** start of Supplied material **

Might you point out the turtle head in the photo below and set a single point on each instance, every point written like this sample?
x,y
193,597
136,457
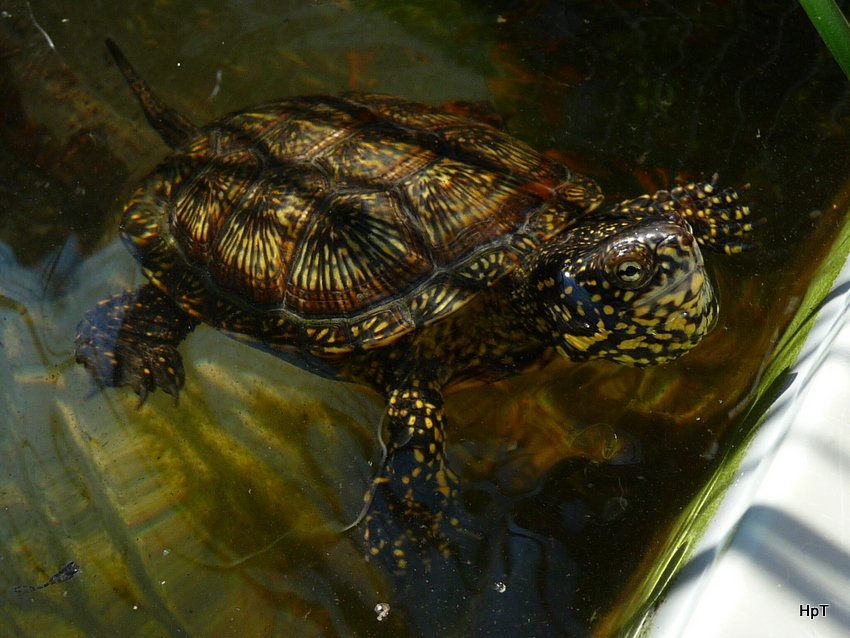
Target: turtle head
x,y
628,285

** end of Supplied material **

* The problem: Retype the lines above verbatim, leaving out the picture.

* Exercise solution:
Might you point out the turtle head in the photo below and set a single point on each instance, every point written like this sample?
x,y
193,597
136,457
Target: turtle head
x,y
628,285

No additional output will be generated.